**TASK REQUIREMENTS:**
(A) Condense the paragraph beginning "Then my husband invited Adam" from the excerpt introducing Originals into a bulleted list that keeps its main facts.
(B) In the excerpt introducing Originals, take the span between "I met Adam just" and "simply and clearly.", inclusive, and write it out again with "New York" in place of "Silicon Valley".
(C) Resume the excerpt introducing Originals after its final sentence, carrying the account of the four students forward.

**TEXT:**
========
Every day, we all encounter things we love and things that need to change. The former give us joy. The latter fuel our desire to make the world different—ideally better than the way we found it. But trying to change deep-seated beliefs and behaviors is daunting. We accept the status quo because effecting real change seems impossible. Still, we dare to ask: Can one individual make a difference? And, in our bravest moments: Could that one individual be me?

Adam’s answer is a resounding yes. This book proves that any one of us can champion ideas that improve the world around us.

FRIEND

I met Adam just as his first book, Give and Take, was generating buzz in Silicon Valley. I read it and immediately started quoting it to anyone who would listen. Adam was not only a talented researcher but also a gifted teacher and storyteller who was able to explain complicated ideas simply and clearly.

Then my husband invited Adam to speak to his team at work and brought him over for dinner. Adam was every bit as extraordinary in person as he was on paper. His knowledge was encyclopedic and his energy was contagious. He and I started talking about how his research could inform the debate on gender and began working together. We have done so ever since, conducting research and writing a series of op-eds about women and work. LeanIn.Org has benefited immensely from his rigorous analysis and commitment to equality.

Once a year, Facebook brings its global teams together, and in 2015 I invited Adam to give a keynote speech. Everyone was blown away by his wisdom and humor. Months later, the teams are still talking about his insights and putting his advice into action.

Along the way, Adam and I became friends. When tragedy hit and I lost my husband suddenly, Adam stepped up and stepped in as only a true friend would. He approached the worst time of my life as he approaches everything, combining his unique understanding of psychology with his unparalleled generosity. When I thought I would never feel better, he flew across the country to explain what I could do to build my resilience. When I could not figure out how to handle a particularly gut-wrenching situation, he helped me find answers where I thought there were none. When I needed a shoulder to cry on, his was always there.

In the deepest sense of the word, a friend is someone who sees more potential in you than you see in yourself, someone who helps you become the best version of yourself. The magic of this book is that Adam becomes that kind of friend to everyone who reads it. He offers a wealth of advice for overcoming doubt and fear, speaking up and pitching ideas, and finding allies in the least likely of places. He gives practical guidance on how to manage anxiety, channel anger, find the strength in our weaknesses, overcome obstacles, and give hope to others.

Originals is one of the most important and captivating books I have ever read, full of surprising and powerful ideas. It will not only change the way you see the world; it might just change the way you live your life. And it could very well inspire you to change your world.

1

Creative Destruction

The Risky Business of Going Against the Grain

“The reasonable man adapts himself to the world; the unreasonable one persists in trying to adapt the world to himself. Therefore all progress depends on the unreasonable man.”

George Bernard Shaw

On a cool fall evening in 2008, four students set out to revolutionize an industry. Buried in loans, they had lost and broken eyeglasses and were outraged at how much it cost to replace them. One of them had been wearing the same damaged pair for five years: He was using a paper clip to bind the frames together. Even after his prescription changed twice, he refused to pay for pricey new lenses.
========
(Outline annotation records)
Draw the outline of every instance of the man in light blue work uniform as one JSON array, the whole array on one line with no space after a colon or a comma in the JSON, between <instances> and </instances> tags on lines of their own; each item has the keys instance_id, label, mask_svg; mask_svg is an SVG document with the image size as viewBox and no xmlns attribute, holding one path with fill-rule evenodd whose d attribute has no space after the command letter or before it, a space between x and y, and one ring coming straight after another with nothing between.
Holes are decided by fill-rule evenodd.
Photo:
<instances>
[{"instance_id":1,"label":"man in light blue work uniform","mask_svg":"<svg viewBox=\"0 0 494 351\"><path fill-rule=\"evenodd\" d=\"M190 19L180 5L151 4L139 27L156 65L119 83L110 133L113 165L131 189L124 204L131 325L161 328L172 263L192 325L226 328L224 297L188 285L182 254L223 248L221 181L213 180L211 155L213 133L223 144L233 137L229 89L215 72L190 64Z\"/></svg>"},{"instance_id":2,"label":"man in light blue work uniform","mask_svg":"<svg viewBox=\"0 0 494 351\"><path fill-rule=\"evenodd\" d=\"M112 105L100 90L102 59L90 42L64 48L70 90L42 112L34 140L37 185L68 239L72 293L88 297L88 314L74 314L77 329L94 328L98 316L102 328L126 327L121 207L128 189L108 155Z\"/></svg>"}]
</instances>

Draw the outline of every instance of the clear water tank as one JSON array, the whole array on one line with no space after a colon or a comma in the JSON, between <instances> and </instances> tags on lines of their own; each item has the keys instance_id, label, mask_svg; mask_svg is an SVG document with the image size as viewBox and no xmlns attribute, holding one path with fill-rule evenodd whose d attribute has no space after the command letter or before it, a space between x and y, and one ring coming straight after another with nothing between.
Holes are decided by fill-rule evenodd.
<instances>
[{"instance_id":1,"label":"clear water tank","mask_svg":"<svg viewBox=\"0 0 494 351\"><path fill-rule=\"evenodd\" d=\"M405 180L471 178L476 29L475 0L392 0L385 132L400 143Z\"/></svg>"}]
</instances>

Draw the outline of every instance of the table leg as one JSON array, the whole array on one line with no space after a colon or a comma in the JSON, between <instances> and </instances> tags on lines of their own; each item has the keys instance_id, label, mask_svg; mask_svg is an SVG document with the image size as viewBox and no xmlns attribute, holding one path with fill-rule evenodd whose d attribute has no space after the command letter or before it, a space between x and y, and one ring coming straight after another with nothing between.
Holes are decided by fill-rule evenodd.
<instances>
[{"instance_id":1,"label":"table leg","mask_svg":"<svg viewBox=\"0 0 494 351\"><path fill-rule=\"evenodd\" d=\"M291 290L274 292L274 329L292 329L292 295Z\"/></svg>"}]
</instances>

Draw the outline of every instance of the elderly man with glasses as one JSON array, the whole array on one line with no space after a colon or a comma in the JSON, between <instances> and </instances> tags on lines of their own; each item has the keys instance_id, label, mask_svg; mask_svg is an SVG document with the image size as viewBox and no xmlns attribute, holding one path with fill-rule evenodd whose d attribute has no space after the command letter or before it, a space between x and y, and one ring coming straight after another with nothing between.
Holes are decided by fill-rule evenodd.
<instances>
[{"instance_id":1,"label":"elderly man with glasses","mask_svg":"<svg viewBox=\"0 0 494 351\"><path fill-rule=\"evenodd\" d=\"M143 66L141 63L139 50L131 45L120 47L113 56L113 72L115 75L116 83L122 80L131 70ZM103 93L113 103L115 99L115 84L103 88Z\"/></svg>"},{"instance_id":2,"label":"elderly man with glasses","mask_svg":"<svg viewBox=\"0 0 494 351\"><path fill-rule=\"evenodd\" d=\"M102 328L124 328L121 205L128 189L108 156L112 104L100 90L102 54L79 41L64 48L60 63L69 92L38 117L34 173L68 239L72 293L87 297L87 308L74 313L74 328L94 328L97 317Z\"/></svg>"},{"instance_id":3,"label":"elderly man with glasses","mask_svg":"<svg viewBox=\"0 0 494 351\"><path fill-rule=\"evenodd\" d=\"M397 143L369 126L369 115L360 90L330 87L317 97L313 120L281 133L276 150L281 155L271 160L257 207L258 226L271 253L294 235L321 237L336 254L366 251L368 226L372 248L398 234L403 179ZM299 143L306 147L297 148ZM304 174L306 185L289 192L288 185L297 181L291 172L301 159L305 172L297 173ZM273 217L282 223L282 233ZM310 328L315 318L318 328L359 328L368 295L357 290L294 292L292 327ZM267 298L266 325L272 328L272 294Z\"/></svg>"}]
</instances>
========
**RESPONSES IN ORDER:**
(A)
- Her husband invited Adam to speak to his team and brought him home for dinner.
- In person, Adam proved as extraordinary as on paper, with encyclopedic knowledge and contagious energy.
- They began working together on how his research could inform the debate on gender.
- Since then they have conducted research and written a series of op-eds about women and work.
- LeanIn.Org has gained greatly from his rigorous analysis and commitment to equality.

(B)
I met Adam just as his first book, Give and Take, was generating buzz in New York. I read it and immediately started quoting it to anyone who would listen. Adam was not only a talented researcher but also a gifted teacher and storyteller who was able to explain complicated ideas simply and clearly.

(C)
Luxottica, the 800-pound gorilla of the industry, controlled more than 80 percent of the eyewear market. To make glasses more affordable, the students would need to topple a giant. Having recently watched Zappos transform footwear by selling shoes online, they wondered if they could do the same with eyewear.

When they casually mentioned their idea to friends, time and again they were blasted with scorching criticism. No one would ever buy glasses over the internet, their friends insisted. People had to try them on first. Sure, Zappos had pulled the concept off with shoes, but there was a reason it hadn’t happened with eyewear. “If this were a good idea,” they heard repeatedly, “someone would have done it already.”

None of the students had a background in e-commerce and technology, let alone in retail, fashion, or apparel. Despite being told their idea was crazy, they walked away from lucrative job offers to start a company. They would sell eyeglasses that normally cost $500 in a store for $95 online, donating a pair to someone in the developing world with every purchase.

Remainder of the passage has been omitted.